= PROMPT =
Can you transcribe, word for word, the stretch of the speech-to-text page from "You can get" through "using the STT."?

= PASSAGE GIVEN =
Speech-to-text

The STT (speech-to-text) features enable recognizing sound data recorded by the user and sending the result as text.

When your application creates a handle and prepares the STT service by the API, the STT daemon is invoked and connected for background work. This daemon and your application communicate as the server and the client.

The main features of the STT API include:

Preparing the STT service for use

You can connect the background STT daemon to be able to operate the STT.
Using basic STT processes

The basic processes allow you to set and unset callbacks, control the recording, and set options. You can also set STT parameters.
Retrieving STT information

You can get information that includes, for example, language and state.

Basic STT Processes

Using STT, you can:

Create a handle and register callback functions.
- Create a STT handle, which is used for distinguishing your application from other applications also using the STT.
- Get notifications on state changes, language changes, recognition results, and errors by registered callback functions.
Start, stop, and cancel recognition.

= RAW RECORDS =
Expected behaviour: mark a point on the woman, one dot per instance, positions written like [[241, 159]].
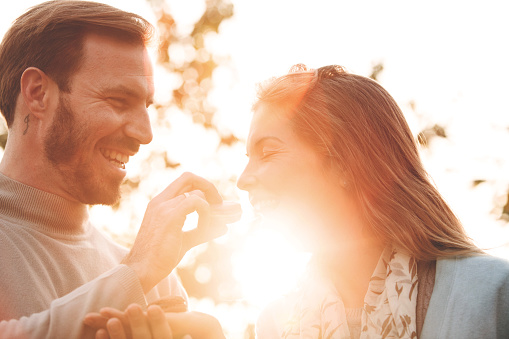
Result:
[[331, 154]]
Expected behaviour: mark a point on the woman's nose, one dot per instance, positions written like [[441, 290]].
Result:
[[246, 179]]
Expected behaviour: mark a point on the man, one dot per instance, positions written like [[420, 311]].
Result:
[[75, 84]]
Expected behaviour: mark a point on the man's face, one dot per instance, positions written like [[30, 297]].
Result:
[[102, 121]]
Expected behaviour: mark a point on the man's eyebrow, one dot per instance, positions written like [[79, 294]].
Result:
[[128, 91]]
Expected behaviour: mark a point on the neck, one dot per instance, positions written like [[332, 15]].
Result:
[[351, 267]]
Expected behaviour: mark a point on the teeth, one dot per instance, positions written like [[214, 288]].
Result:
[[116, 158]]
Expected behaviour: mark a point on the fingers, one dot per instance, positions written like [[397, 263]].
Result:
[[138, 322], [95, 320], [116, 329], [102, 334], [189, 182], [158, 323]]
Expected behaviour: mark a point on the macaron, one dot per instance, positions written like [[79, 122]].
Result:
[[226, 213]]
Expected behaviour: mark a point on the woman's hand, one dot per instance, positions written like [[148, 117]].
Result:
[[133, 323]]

= EXERCISE OUTPUT =
You can get information that includes, for example, language and state.

Basic STT Processes

Using STT, you can:

Create a handle and register callback functions.
- Create a STT handle, which is used for distinguishing your application from other applications also using the STT.